Task item: Reproduce the passage on "A Bilingual English Course" word for word, from "So why should" up to and including "to be recommended.".

Text under study:
○ ○ ○ ○ ○ ○ ○

In content, this book starts with the simple farmer in his simple field, but then moves on to his harvest, villagers who help him, paddy and vegetables he grows, a typical Sri Lankan village. New people in new occupations are also introduced, the smith, carpenter, fish vendor, postman etc. From human and concrete nouns, the content now expands to take in abstract nouns, festivals, the Sinhala New Year, 1st January, Vesak, Poson, Deepavali, Christmas Day etc. Narrative passages like "Jayasena and his children celebrate Vesak", "Four-year-old Walter" etc. are added to the earlier descriptive passages. Finally more academic passages like "Monsoon Rains" and "Scientific Knowledge" are also introduced. So by the end of this book, the reader is acquainted with a fairly wide range of ideas and several types of passages.

"A Bilingual English Course" contains 28 lessons. The Present Simple tense is introduced in Lesson 1 and for the next six lessons, the writer keeps to this same tense, extending vocabulary, transitive / intransitive verbs and the verb BE, questions and answers, count / non-count nouns, articles / quantifiers, prepositions and even the conjunctions AND, BUT and OR. The Past and Future tenses are introduced in Lesson 8 and once again, the extension of vocabulary and background syntax continues, keeping within the framework of these three tenses. Once the reader is equipped with many ideas in English, vocabulary and background syntax, the notoriously difficult constructions are swiftly and quite easily presented from Lesson 18 onwards. The Past Perfect and Present Perfect tenses are introduced in comparison to the Past and Present tenses. Then the book goes on to the Passive Voice; Relative Clauses; the more difficult types of Adverbial Clauses; the Noun Clause. By the end of the book, readers should be able to understand a range of Beginner English and write clearly and accurately.

So why should you not like this book? Why was it called a controversial book and why did Dr. Walatara hope that I could stomach it? Although many of our English teachers in Sri Lanka use a grammar-translational method in teaching English, policy makers and language material writers, at least those with most power, are fairly will hooked on to communicative methods. This means teaching all four skills, speech and listening as well as reading and writing, whereas Dr. Walatara’s book concentrates on reading and writing. Communicative methodology asks for fluency over accuracy. It also requires a context that is rich with opportunities for the acquisition of English. Therefore it avoids the use of the mother tongue in the teaching of English. On these criteria, one would never expect "A Bilingual English Course" to be recommended.

○ ○ ○ ○ ○ ○ ○

Point-per-instance localization data
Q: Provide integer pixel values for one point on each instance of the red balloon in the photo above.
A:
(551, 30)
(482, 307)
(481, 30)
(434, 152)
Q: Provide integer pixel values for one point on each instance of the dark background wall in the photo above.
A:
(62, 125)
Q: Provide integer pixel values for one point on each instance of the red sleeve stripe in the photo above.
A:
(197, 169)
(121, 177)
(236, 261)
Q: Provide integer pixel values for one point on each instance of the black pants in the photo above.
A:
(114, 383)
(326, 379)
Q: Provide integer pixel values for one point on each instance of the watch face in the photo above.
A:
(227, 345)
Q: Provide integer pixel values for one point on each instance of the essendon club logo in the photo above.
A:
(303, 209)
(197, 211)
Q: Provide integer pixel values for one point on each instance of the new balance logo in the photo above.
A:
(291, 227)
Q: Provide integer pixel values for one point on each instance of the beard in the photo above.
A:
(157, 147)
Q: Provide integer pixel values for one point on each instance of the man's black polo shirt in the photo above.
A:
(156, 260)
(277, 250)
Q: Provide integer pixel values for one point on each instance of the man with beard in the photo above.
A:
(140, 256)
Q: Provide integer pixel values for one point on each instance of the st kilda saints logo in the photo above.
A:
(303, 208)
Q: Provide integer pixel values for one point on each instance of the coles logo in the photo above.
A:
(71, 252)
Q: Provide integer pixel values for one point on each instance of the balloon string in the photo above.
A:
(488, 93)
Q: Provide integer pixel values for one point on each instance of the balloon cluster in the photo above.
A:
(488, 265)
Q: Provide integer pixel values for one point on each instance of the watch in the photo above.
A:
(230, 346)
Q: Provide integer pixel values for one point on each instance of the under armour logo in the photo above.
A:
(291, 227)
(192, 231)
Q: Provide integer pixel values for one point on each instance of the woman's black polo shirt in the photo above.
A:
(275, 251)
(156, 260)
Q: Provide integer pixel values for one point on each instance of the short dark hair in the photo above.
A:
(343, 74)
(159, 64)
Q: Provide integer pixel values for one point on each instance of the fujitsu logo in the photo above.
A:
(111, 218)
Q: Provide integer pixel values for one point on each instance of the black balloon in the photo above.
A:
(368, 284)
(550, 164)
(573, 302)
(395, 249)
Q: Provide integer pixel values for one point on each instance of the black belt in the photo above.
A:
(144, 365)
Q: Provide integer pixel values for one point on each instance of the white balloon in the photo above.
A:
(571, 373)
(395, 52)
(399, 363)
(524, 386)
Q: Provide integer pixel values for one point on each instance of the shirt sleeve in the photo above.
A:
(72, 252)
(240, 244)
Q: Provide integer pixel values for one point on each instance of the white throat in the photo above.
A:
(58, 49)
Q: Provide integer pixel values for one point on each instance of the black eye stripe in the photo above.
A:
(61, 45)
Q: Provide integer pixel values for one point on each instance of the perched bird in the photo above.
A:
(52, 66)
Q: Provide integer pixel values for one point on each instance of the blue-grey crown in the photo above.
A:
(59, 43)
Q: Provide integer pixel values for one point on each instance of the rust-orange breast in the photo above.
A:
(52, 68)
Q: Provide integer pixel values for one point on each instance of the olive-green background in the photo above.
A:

○ ○ ○ ○ ○ ○ ○

Task response:
So why should you not like this book? Why was it called a controversial book and why did Dr. Walatara hope that I could stomach it? Although many of our English teachers in Sri Lanka use a grammar-translational method in teaching English, policy makers and language material writers, at least those with most power, are fairly will hooked on to communicative methods. This means teaching all four skills, speech and listening as well as reading and writing, whereas Dr. Walatara’s book concentrates on reading and writing. Communicative methodology asks for fluency over accuracy. It also requires a context that is rich with opportunities for the acquisition of English. Therefore it avoids the use of the mother tongue in the teaching of English. On these criteria, one would never expect "A Bilingual English Course" to be recommended.